What you need to do — In full and unchanged, output the entries that follow.

Given information —
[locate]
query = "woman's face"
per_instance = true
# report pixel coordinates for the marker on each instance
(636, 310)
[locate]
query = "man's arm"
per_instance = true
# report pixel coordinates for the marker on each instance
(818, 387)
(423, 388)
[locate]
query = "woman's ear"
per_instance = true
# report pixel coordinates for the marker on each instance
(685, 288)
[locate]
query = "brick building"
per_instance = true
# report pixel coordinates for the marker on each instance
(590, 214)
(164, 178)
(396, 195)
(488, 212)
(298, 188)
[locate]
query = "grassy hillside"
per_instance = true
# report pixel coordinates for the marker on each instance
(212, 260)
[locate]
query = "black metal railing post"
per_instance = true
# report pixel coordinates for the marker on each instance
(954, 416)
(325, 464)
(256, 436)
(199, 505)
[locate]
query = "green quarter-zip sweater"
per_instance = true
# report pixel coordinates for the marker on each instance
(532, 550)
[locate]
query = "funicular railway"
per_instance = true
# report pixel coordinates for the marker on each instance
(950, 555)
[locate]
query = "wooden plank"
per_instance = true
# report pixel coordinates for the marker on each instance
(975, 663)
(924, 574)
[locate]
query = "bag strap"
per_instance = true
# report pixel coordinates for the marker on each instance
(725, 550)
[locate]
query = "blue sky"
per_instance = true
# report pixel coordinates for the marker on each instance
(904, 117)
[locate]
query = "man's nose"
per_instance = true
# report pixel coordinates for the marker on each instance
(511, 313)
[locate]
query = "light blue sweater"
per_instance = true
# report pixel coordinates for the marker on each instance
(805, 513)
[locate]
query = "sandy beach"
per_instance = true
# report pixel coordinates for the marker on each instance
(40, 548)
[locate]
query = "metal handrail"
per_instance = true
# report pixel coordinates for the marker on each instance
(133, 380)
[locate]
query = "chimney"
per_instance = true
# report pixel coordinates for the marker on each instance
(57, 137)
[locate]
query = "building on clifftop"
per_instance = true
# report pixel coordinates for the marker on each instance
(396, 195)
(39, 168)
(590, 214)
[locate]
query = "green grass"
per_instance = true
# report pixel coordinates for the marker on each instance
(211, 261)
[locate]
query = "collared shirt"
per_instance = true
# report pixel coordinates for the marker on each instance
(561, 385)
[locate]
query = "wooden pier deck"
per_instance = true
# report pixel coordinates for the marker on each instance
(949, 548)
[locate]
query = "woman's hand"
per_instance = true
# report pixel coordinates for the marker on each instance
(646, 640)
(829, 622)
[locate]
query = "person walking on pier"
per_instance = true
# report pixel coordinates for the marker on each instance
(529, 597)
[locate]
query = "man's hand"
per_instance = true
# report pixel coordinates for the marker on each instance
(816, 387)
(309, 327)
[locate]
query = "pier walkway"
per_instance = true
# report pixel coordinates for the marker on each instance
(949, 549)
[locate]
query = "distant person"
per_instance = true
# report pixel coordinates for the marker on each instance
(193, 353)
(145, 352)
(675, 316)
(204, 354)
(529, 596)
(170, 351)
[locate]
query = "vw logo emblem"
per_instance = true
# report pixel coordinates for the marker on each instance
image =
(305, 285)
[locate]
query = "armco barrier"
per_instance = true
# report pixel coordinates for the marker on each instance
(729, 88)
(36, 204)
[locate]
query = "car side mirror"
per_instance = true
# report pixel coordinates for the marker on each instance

Task answer —
[locate]
query = "woman's face"
per_instance = true
# report pixel coordinates for the marker on each instance
(636, 310)
[locate]
query = "man's arm"
per_instance = true
# report pixel coordinates for the marker on each instance
(818, 387)
(423, 388)
[locate]
query = "woman's ear"
per_instance = true
# report pixel coordinates for the marker on each instance
(685, 288)
[locate]
query = "brick building"
per_instance = true
# report pixel coordinates for the marker on each instance
(590, 214)
(164, 178)
(396, 195)
(488, 212)
(298, 188)
[locate]
query = "grassy hillside"
per_instance = true
# report pixel coordinates for the marker on each instance
(212, 260)
[locate]
query = "black metal railing post"
per_instance = true
# report pixel coordinates for the marker on each instance
(954, 416)
(325, 464)
(256, 436)
(199, 505)
[locate]
query = "green quarter-zip sweater"
per_instance = true
# report pixel coordinates for the marker on each instance
(532, 550)
[locate]
query = "funicular railway"
per_instance = true
# report pixel coordinates for the marker on each instance
(950, 555)
[locate]
query = "wooden plank"
per_instance = true
# report pixel coordinates for the marker on each instance
(975, 663)
(924, 574)
[locate]
query = "bag strap"
per_instance = true
# report pixel coordinates for the marker on each instance
(725, 550)
[locate]
query = "blue sky"
per_instance = true
# report pixel coordinates for the marker on each instance
(904, 117)
[locate]
query = "man's nose"
per_instance = true
# report pixel coordinates for the marker on each instance
(511, 313)
[locate]
query = "light blue sweater"
per_instance = true
# report pixel coordinates for the marker on each instance
(805, 513)
[locate]
query = "sandy beach"
per_instance = true
# report pixel coordinates for the marker on each instance
(40, 548)
[locate]
query = "metal handrail"
per_instance = true
# report pixel coordinates for the marker on each instance
(133, 380)
[locate]
query = "chimney"
per_instance = true
# report pixel coordinates for the marker on each instance
(57, 137)
[locate]
query = "building on clifftop"
per_instance = true
# report pixel coordinates for the marker on each instance
(396, 195)
(39, 168)
(590, 214)
[locate]
query = "green grass"
per_instance = true
# report pixel coordinates for the marker on each instance
(211, 261)
[locate]
query = "collared shirt"
per_instance = true
# report pixel coordinates for the marker on each instance
(561, 385)
[locate]
query = "wooden pier deck"
per_instance = true
# report pixel coordinates for the marker on each instance
(949, 548)
[locate]
query = "woman's hand"
per_instance = true
# report pixel coordinates for the marker on each instance
(646, 640)
(829, 622)
[locate]
query = "person walking on pier"
per_instance = true
# report pixel coordinates for the marker on each instance
(529, 597)
[locate]
query = "man's hand"
per_instance = true
# report pixel coordinates for the marker on each instance
(816, 387)
(309, 327)
[locate]
query = "pier walkway"
per_instance = true
# report pixel coordinates for the marker on each instance
(949, 549)
[locate]
query = "distant person"
per_instance = true
# report pixel coordinates for the marker on each instance
(193, 353)
(145, 352)
(675, 316)
(204, 354)
(529, 596)
(170, 351)
[locate]
query = "vw logo emblem"
per_instance = true
# report pixel coordinates for the marker on each instance
image =
(305, 285)
[locate]
query = "armco barrier"
per_instance = true
# report pixel coordinates for the marker on each instance
(729, 88)
(36, 204)
[locate]
query = "car side mirror"
per_instance = true
# report pixel coordinates for the marker on each instance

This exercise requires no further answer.